> **Prompt**: The data shown below should all be retyped exactly.

> **Provided data**:
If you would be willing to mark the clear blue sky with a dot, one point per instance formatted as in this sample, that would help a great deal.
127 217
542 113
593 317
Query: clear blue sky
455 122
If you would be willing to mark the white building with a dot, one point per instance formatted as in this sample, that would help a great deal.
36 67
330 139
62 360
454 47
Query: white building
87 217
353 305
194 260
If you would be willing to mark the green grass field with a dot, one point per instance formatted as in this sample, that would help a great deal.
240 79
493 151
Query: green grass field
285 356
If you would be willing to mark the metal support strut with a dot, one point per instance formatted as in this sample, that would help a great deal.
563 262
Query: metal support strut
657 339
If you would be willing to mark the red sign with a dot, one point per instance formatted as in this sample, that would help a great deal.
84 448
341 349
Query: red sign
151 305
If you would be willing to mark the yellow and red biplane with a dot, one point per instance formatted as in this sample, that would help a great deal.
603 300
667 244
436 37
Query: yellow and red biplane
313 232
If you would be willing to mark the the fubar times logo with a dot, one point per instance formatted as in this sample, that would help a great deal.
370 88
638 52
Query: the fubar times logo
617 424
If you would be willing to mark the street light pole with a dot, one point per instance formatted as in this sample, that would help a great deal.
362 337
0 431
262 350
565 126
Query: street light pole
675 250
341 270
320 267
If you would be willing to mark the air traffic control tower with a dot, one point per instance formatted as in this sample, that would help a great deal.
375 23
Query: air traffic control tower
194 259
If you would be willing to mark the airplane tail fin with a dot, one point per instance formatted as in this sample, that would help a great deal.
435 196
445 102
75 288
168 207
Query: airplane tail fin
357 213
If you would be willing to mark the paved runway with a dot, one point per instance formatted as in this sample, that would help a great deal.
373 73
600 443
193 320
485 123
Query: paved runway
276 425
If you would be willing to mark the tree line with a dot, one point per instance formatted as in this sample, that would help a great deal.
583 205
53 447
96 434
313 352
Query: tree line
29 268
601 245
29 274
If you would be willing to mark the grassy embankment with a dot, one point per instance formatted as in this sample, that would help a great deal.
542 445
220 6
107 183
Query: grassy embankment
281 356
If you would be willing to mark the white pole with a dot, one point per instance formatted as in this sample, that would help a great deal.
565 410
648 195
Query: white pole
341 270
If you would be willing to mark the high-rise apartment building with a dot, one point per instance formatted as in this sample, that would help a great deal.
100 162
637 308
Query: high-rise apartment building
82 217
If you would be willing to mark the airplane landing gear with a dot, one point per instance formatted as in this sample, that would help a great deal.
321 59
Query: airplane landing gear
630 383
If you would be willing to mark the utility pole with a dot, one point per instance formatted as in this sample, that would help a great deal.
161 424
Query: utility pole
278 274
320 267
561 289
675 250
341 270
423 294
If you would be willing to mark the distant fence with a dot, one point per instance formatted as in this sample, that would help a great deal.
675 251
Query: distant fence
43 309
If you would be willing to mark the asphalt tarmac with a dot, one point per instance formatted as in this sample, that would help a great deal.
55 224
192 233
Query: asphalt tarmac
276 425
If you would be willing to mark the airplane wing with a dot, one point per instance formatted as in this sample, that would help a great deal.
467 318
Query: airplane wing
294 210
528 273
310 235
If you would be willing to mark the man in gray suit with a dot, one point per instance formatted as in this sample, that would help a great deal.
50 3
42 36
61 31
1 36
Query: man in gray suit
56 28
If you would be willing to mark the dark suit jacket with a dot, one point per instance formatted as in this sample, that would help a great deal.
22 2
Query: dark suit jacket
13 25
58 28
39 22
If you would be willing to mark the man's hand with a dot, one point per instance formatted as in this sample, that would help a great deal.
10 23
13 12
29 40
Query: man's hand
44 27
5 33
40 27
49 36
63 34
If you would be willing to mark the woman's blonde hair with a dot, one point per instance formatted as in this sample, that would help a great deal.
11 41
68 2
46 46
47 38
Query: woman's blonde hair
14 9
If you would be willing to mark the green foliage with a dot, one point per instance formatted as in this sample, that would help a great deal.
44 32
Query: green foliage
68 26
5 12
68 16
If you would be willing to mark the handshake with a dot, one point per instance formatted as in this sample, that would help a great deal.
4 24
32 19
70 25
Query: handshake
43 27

> **Response box**:
If you would be willing to mark the clear blue sky with a dot, one point per instance formatted as in this sample, that would help a great deal.
127 217
542 113
593 317
Query: clear blue sky
455 122
If you would be willing to mark the white building with a dot, one point per instance formatted as in this sample, that would help a great deal.
36 67
330 139
62 360
454 47
Query: white building
87 217
353 305
194 260
If you would be willing to mark the green grass field with a dot, one point per instance formatted as in this sample, that would help a great deal.
240 79
493 151
Query: green grass field
285 356
If you would be willing to mark the metal support strut with a dot, one point per instance formatted as in this sample, that would help a great deal.
563 262
Query: metal support strut
657 339
If you would be willing to mark the red sign with a dot, one point per instance formatted as in this sample, that would help a great deal.
84 448
341 349
Query: red sign
151 305
If you would be willing to mark the yellow and red biplane with a dot, one point per instance formatted as in this sample, that would help a great deal.
603 300
667 244
436 37
Query: yellow and red biplane
313 232
If you would be willing to mark the the fubar times logo with a dot, one point per instance formatted as in this sample, that would help a great deal.
370 88
638 52
Query: the fubar times logo
617 424
If you would be willing to mark the street light pole with a dot, one point per instance formatted as in this sample, that would help a great deal.
362 337
0 431
262 350
565 126
Query: street light pole
675 250
341 270
320 267
If you would be willing to mark the air traffic control tower with a dot, one point per instance formatted as in this sample, that would help a great deal.
375 23
Query: air traffic control tower
194 259
If you would be willing to mark the airplane tail fin with a dot, one point per instance formatted as in this sample, that would help a great deal.
435 196
445 102
75 288
168 207
Query: airplane tail fin
357 213
If you would be willing to mark the paved runway with a dot, one point per instance formatted as in this sample, that would help a great deal.
373 73
600 443
193 320
485 123
Query: paved runway
276 425
If you would be willing to mark the tree line with a dot, one point per instance formatted as in this sample, that would help a great deal.
583 205
53 447
96 434
313 352
Query: tree line
29 268
601 245
29 274
If you would be willing to mark the grassy embankment with a dot, one point per instance formatted as in this sample, that would help a great deal.
542 445
220 6
107 183
Query: grassy embankment
281 356
If you would be willing to mark the white pole with a dot, one point per instance formatted as in this sample, that would help a great deal.
565 410
648 195
Query: white pole
341 270
If you would be willing to mark the high-rise apartment building with a dot, one point per instance formatted as in this sample, that would help a great deal.
100 162
637 308
Query: high-rise apartment building
82 217
If you would be willing to mark the airplane landing gear with a dot, one point per instance formatted as in this sample, that would help a great deal.
321 59
Query: airplane landing gear
630 383
If you would be willing to mark the utility pole with a dot, one point per instance formatted as in this sample, that would help a great deal.
161 424
Query: utility pole
278 274
320 267
561 289
675 250
341 270
423 294
If you would be willing to mark the distant fence with a dot, one point per instance formatted as in this sample, that would help a great deal.
675 251
Query: distant fence
43 309
If you would be willing to mark the asphalt tarmac with a dot, one point per instance formatted as in this sample, that would help a great deal.
55 224
192 233
Query: asphalt tarmac
276 425
If you would be willing to mark the airplane wing with a dot, one point per instance formatted as in this sample, that would help a great deal.
467 318
Query: airplane wing
294 210
528 273
310 235
If you would be willing to mark the man in gray suit with a dot, one point per instance formatted as in this sample, that would help a great deal.
50 3
42 36
61 31
1 36
Query: man in gray suit
56 28
If you would be willing to mark the dark suit jacket with a dot, one point per instance formatted as in this sample, that would help a great deal.
22 2
Query: dark suit jacket
13 25
58 28
39 22
If you would be willing to mark the man's hand with a dot, one point per instance formatted as in this sample, that would help a great deal.
10 23
13 12
29 40
Query: man's hand
44 27
5 33
40 27
49 36
63 34
If you would be willing to mark the woman's blonde hair with a dot, one point per instance formatted as in this sample, that would help a great deal.
11 41
68 2
46 46
47 38
Query: woman's blonde hair
14 9
If you would be willing to mark the green foliage with a dot, one point per instance formatted as in this sample, that would help a great deal.
44 32
Query: green foliage
68 26
5 12
68 16
If you would be willing to mark the handshake with a dot, one point per instance formatted as in this sample, that would help a great deal.
4 24
32 19
70 25
Query: handshake
43 27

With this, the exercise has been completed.